### Task directions
In the email, copy everything from "From: David Collier-Brown" down to "Message-ID: <5376C694.4080706@rogers.com> (raw)", and swap each "QOS" for "QoS".
--- start Quoted passage ---
From: David Collier-Brown <davec-b@rogers.com>
To: bloat@lists.bufferbloat.net
Subject: [Bloat] QOS on the local network (was: fq_codel is two years old)
Date: Fri, 16 May 2014 22:16:52 -0400 [thread overview]
Message-ID: <5376C694.4080706@rogers.com> (raw)
In-Reply-To: <mailman.3.1400266802.15474.bloat@lists.bufferbloat.net>
Jim Gettys <jg@freedesktop.org> wrote
> Personally, I've mostly been interested in QOS in the local network: as
> "hints", for example, that it is worth more aggressive bidding for transmit
> opportunities in WiFi, for example to ensure my VOIP, teleconferencing,
> gaming, music playing and other actually real time packets get priority
> over bulk data (which includes web traffic), and may need access to the
> medium sooner than for routine applications or scavenger applications.
>
> Whether it should have any use beyond the scope of the network that I
> control is less than clear to me, for the reasons you state; having my
> traffic screw up other people's traffic isn't high on my list of "good
> ideas".
--- end Quoted passage ---
--- start Extracted entries ---
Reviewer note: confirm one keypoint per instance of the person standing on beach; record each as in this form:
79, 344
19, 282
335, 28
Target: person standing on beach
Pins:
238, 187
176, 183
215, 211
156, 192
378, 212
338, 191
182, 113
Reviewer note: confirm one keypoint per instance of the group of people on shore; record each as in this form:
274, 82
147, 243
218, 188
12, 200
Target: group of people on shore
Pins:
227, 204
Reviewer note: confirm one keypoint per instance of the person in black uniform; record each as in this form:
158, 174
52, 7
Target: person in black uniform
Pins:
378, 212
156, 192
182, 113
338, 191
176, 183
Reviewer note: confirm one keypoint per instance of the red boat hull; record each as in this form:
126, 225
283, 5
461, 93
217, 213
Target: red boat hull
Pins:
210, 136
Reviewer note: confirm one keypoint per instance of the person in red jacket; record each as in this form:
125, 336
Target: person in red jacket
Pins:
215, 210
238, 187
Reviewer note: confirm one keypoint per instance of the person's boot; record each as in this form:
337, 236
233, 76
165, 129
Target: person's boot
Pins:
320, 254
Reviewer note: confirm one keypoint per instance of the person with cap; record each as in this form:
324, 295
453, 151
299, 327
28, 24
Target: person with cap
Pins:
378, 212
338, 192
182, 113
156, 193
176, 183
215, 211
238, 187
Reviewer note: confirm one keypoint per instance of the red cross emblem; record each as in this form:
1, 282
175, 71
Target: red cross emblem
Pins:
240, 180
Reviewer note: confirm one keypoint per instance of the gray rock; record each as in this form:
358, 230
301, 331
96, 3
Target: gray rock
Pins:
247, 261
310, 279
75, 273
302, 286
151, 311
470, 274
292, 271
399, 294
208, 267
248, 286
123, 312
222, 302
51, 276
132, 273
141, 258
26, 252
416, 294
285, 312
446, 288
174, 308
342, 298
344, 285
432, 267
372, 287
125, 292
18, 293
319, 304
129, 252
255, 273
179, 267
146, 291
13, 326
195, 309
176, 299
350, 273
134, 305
--- end Extracted entries ---
### Solution
From: David Collier-Brown <davec-b@rogers.com>
To: bloat@lists.bufferbloat.net
Subject: [Bloat] QoS on the local network (was: fq_codel is two years old)
Date: Fri, 16 May 2014 22:16:52 -0400 [thread overview]
Message-ID: <5376C694.4080706@rogers.com> (raw)